PROBLEM TO WORK ON:
Extract every line of the data below word for word, leaving out the pictures.

══ EXCERPTED RECORDS ══

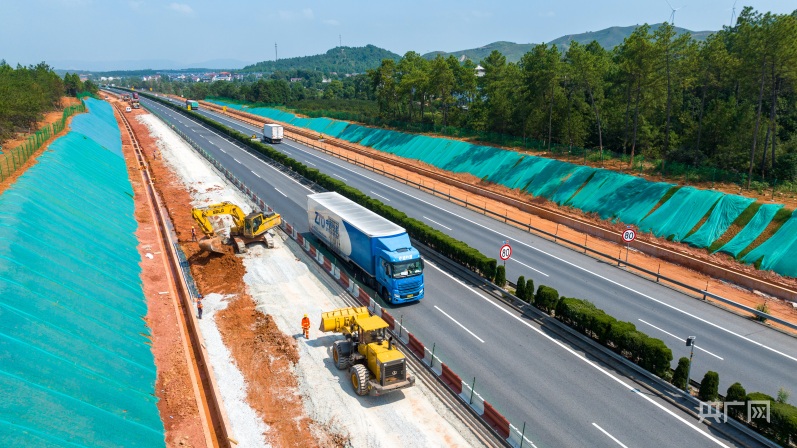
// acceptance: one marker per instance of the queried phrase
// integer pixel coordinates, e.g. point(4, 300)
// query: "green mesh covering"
point(752, 230)
point(571, 184)
point(549, 178)
point(728, 208)
point(76, 367)
point(680, 214)
point(604, 183)
point(631, 203)
point(611, 195)
point(778, 252)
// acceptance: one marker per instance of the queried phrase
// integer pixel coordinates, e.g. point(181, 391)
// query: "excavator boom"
point(246, 228)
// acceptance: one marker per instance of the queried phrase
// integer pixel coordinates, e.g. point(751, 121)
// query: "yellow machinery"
point(246, 229)
point(376, 366)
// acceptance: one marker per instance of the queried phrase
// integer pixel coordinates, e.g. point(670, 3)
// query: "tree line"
point(27, 92)
point(728, 102)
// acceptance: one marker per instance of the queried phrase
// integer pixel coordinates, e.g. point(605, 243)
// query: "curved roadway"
point(564, 397)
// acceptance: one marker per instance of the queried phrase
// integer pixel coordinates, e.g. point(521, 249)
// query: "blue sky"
point(126, 33)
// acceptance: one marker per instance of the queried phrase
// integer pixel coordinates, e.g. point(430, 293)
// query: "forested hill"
point(608, 38)
point(339, 59)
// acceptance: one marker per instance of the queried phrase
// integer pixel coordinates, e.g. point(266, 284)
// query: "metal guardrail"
point(698, 293)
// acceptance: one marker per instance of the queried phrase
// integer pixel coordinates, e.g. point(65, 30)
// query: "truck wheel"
point(342, 362)
point(359, 379)
point(384, 295)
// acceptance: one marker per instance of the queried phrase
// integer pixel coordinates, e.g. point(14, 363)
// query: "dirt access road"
point(278, 389)
point(394, 168)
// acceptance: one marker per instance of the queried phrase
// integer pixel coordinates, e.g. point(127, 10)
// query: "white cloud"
point(181, 8)
point(476, 14)
point(290, 16)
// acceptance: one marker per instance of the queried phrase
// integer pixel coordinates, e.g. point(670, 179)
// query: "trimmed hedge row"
point(449, 247)
point(622, 337)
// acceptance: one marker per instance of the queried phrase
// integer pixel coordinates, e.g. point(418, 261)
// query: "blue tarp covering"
point(77, 369)
point(752, 230)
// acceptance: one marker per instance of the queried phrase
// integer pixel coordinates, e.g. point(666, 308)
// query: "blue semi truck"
point(378, 251)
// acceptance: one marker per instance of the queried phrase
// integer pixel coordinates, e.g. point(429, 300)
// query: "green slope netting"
point(778, 252)
point(76, 366)
point(676, 217)
point(610, 194)
point(728, 208)
point(757, 224)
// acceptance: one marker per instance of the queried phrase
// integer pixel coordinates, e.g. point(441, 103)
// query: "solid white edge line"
point(377, 194)
point(256, 159)
point(562, 260)
point(600, 369)
point(609, 435)
point(680, 338)
point(430, 220)
point(456, 322)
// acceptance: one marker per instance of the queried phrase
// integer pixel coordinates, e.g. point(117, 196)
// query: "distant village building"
point(222, 76)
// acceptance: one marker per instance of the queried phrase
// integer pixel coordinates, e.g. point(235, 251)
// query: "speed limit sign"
point(629, 235)
point(506, 252)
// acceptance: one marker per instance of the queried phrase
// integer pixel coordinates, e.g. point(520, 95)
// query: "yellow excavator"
point(376, 366)
point(246, 229)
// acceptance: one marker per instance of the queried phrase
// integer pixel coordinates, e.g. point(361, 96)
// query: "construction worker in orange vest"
point(306, 326)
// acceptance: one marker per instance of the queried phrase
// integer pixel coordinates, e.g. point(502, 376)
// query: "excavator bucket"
point(213, 244)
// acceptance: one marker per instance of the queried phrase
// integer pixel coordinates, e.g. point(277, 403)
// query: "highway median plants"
point(621, 337)
point(449, 247)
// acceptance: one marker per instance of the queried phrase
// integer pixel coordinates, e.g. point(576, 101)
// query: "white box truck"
point(272, 133)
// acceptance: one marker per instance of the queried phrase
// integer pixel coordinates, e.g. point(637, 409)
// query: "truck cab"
point(400, 275)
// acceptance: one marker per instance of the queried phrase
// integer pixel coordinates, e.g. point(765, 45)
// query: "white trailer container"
point(272, 133)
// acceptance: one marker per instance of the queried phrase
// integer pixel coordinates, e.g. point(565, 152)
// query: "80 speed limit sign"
point(629, 235)
point(506, 252)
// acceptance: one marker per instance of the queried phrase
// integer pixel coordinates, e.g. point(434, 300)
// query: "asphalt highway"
point(563, 395)
point(738, 348)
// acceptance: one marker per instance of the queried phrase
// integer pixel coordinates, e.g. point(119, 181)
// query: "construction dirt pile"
point(176, 400)
point(278, 389)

═══

SOLUTION FOR THIS PROBLEM:
// acceptance: one marker per instance of the queried phrase
// integer pixel coordinates, e.g. point(4, 300)
// query: "green mesh covering"
point(752, 230)
point(571, 184)
point(549, 178)
point(728, 208)
point(76, 367)
point(680, 214)
point(604, 183)
point(631, 203)
point(611, 195)
point(778, 252)
// acceptance: one marker per instance of the queried phrase
// integer pixel coordinates, e.g. point(181, 391)
// query: "excavator boom"
point(246, 228)
// acceptance: one marker per instance of the queried phrase
// integer pixel coordinates, e.g. point(751, 121)
// query: "yellow machinery"
point(246, 229)
point(376, 366)
// acceptance: one marker per instance of the queried phrase
// integer pixel coordinates, e.g. point(670, 3)
// query: "tree line"
point(27, 92)
point(728, 102)
// acceptance: one marker per instance of the queried phrase
// integer pixel coordinates, e.g. point(605, 243)
// query: "curved roadway"
point(564, 397)
// acceptance: one marker per instance of the queried phrase
// integer pixel coordinates, e.g. point(521, 249)
// query: "blue sky"
point(126, 33)
// acceptance: one marker per instance of the queried phrase
// integer pixel coordinates, e.g. point(430, 293)
// query: "forested hill"
point(608, 38)
point(339, 59)
// acceptance: one marker per instance of the queried phrase
// integer pixel coordinates, e.g. point(266, 284)
// query: "metal guardrail"
point(698, 293)
// acceptance: one marker per instance of the queried phrase
// integer pixel coordinates, e.g. point(65, 30)
// query: "truck wheel"
point(342, 362)
point(359, 379)
point(384, 295)
// acceptance: one marker per instance of the queried phrase
// integer pixel coordinates, e.g. point(14, 363)
// query: "dirt access road"
point(278, 389)
point(394, 168)
// acceptance: one marker per instance of the queried phrase
// integer pixel coordinates, e.g. point(127, 10)
// query: "white cloud"
point(181, 8)
point(476, 14)
point(290, 16)
// acceptance: one marker per instance of the queried phrase
// integer pixel coordinates, e.g. point(670, 179)
// query: "trimmed hedge row"
point(449, 247)
point(622, 337)
// acceptance: one marker per instance of the queried phrase
// integer pixel coordinates, e.g. point(418, 261)
// query: "blue tarp covering"
point(77, 369)
point(752, 230)
// acceptance: one marker per instance of the queried phrase
// integer pixel coordinates, e.g. point(666, 308)
// query: "blue semi truck"
point(378, 251)
// acceptance: one marker per instance of the queried phrase
// integer pixel coordinates, e.g. point(429, 300)
// query: "green slope netting"
point(778, 252)
point(76, 366)
point(676, 217)
point(610, 194)
point(728, 208)
point(757, 224)
// acceptance: one marker per instance of the queried phrase
// integer pixel coordinates, e.g. point(441, 103)
// query: "solid white edge line"
point(377, 194)
point(256, 159)
point(562, 260)
point(600, 369)
point(609, 435)
point(680, 338)
point(430, 220)
point(456, 322)
// acceptance: one marker per instance of the queried phrase
// integer pixel coordinates, e.g. point(117, 196)
// query: "distant village building"
point(222, 76)
// acceptance: one marker per instance of the queried phrase
// integer pixel coordinates, e.g. point(235, 251)
// query: "speed limit sign"
point(629, 235)
point(506, 252)
// acceptance: one marker per instance of the queried phrase
// integer pixel coordinates, e.g. point(520, 95)
// query: "yellow excavator"
point(376, 366)
point(246, 229)
// acceptance: one marker per instance of the queried phrase
// integer pixel coordinates, e.g. point(361, 96)
// query: "construction worker in orange vest"
point(306, 326)
// acceptance: one marker per instance of the queried phrase
// integer pixel coordinates, e.g. point(502, 376)
// query: "excavator bucket"
point(213, 244)
// acceptance: one marker per instance of the queried phrase
// integer pixel coordinates, e.g. point(277, 403)
// query: "highway median plants"
point(621, 337)
point(449, 247)
// acceptance: one marker per instance of the queried phrase
// integer pixel coordinates, e.g. point(576, 101)
// query: "white box truck"
point(272, 133)
// acceptance: one marker per instance of the queried phrase
// integer pixel coordinates, e.g. point(637, 409)
// query: "truck cab"
point(400, 275)
// acceptance: one marker per instance of the queried phrase
// integer pixel coordinates, e.g. point(765, 45)
// query: "white trailer container"
point(272, 133)
// acceptance: one marker per instance of the queried phrase
// integer pixel coordinates, e.g. point(565, 152)
// query: "80 speed limit sign"
point(629, 235)
point(506, 252)
// acceptance: one marker per instance of the queried phrase
// integer pixel coordinates, e.g. point(434, 300)
// query: "asphalt highway"
point(563, 395)
point(738, 348)
// acceptance: one marker per instance of the queried phrase
// integer pixel coordinates, e.g. point(119, 181)
// query: "construction dirt pile"
point(176, 400)
point(278, 389)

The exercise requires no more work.